[Point annotation rows]
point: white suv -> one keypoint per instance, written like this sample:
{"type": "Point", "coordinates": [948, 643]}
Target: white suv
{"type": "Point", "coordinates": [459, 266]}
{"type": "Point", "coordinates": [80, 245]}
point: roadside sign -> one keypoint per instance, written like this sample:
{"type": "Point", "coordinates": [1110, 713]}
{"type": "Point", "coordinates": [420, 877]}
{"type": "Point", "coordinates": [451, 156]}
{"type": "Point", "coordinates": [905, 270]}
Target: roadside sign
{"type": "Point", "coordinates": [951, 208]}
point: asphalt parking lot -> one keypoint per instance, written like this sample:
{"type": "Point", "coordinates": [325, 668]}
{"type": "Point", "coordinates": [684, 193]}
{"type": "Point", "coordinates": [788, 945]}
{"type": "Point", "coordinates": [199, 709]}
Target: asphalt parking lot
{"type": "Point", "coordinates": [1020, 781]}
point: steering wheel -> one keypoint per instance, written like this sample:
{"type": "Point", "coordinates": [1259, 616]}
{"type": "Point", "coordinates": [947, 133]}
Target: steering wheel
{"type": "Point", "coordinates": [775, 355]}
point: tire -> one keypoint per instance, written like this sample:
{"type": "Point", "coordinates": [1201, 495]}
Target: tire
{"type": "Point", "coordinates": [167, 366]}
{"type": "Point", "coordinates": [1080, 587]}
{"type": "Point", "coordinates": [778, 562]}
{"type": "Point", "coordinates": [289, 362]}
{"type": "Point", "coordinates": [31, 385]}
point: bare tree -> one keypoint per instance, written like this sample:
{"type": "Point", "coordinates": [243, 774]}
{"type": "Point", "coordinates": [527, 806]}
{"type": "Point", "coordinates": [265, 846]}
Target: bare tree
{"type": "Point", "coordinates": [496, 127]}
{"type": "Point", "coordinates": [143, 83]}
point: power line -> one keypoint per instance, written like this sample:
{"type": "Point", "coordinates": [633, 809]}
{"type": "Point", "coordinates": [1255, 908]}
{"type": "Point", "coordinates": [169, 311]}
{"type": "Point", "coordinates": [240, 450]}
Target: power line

# Short task:
Rewrite the rows above, changing every "one keypoint per instance" to "a single keypoint for each instance" and leaving everything else as it is.

# Response to the exercise:
point: white suv -> a single keypoint for each instance, written like this sample:
{"type": "Point", "coordinates": [948, 643]}
Target: white suv
{"type": "Point", "coordinates": [459, 266]}
{"type": "Point", "coordinates": [80, 245]}
point: roadside sign -> a single keypoint for each instance, written like this sample:
{"type": "Point", "coordinates": [1110, 713]}
{"type": "Point", "coordinates": [420, 877]}
{"type": "Point", "coordinates": [451, 156]}
{"type": "Point", "coordinates": [905, 270]}
Target: roadside sign
{"type": "Point", "coordinates": [951, 208]}
point: asphalt parking lot -> a single keypoint for each instance, written like this sample:
{"type": "Point", "coordinates": [325, 668]}
{"type": "Point", "coordinates": [684, 193]}
{"type": "Point", "coordinates": [788, 945]}
{"type": "Point", "coordinates": [199, 709]}
Target: asphalt parking lot
{"type": "Point", "coordinates": [1020, 781]}
point: steering wheel -> a single keypoint for each instance, written like this sample:
{"type": "Point", "coordinates": [1259, 616]}
{"type": "Point", "coordinates": [947, 133]}
Target: steering wheel
{"type": "Point", "coordinates": [775, 355]}
point: tire -> a single keypoint for each instance, written like this sample:
{"type": "Point", "coordinates": [1201, 495]}
Target: tire
{"type": "Point", "coordinates": [167, 366]}
{"type": "Point", "coordinates": [1080, 587]}
{"type": "Point", "coordinates": [778, 562]}
{"type": "Point", "coordinates": [289, 362]}
{"type": "Point", "coordinates": [31, 385]}
point: bare tree -> a single keypoint for each instance, written like this sample:
{"type": "Point", "coordinates": [243, 774]}
{"type": "Point", "coordinates": [527, 806]}
{"type": "Point", "coordinates": [265, 846]}
Target: bare tree
{"type": "Point", "coordinates": [496, 127]}
{"type": "Point", "coordinates": [143, 83]}
point: power line -> a single keypoint for each instance, written like this sample:
{"type": "Point", "coordinates": [633, 809]}
{"type": "Point", "coordinates": [1255, 908]}
{"type": "Point", "coordinates": [169, 311]}
{"type": "Point", "coordinates": [240, 450]}
Target: power line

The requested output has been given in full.